#### Task goal:
From the rows below, pull out every line that contains the word "highway", copying each line in full.

[Dataset records]
*-*-*

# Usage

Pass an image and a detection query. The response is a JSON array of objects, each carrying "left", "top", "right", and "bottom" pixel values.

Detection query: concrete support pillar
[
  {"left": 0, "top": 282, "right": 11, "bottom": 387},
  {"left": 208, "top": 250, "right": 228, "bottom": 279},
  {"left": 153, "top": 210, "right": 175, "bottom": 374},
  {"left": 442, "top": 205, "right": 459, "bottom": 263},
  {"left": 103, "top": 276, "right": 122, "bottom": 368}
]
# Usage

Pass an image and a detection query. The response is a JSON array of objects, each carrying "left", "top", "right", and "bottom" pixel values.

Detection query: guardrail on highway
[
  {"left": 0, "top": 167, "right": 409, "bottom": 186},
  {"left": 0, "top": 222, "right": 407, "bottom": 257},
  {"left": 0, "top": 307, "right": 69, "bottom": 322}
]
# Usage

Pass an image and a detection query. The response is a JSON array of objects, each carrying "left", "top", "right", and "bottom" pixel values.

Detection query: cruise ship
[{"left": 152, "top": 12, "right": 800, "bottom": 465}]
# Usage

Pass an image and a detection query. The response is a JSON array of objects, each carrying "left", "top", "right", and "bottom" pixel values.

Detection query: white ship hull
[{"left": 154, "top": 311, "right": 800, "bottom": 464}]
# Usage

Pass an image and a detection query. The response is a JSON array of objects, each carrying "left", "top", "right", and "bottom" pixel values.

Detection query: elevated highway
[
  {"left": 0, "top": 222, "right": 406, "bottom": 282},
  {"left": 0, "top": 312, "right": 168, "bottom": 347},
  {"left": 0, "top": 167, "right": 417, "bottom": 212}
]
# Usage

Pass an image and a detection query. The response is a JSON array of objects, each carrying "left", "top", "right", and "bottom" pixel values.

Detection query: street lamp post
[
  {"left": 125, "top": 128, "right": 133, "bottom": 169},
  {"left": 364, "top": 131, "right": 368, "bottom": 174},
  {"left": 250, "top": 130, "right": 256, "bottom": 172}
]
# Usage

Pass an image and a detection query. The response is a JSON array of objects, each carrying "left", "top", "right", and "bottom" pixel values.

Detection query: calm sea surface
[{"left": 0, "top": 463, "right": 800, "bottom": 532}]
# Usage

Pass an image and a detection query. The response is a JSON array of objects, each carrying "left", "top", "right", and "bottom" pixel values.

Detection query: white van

*-*-*

#### Result of the exercise:
Detection query: guardrail on highway
Detection query: elevated highway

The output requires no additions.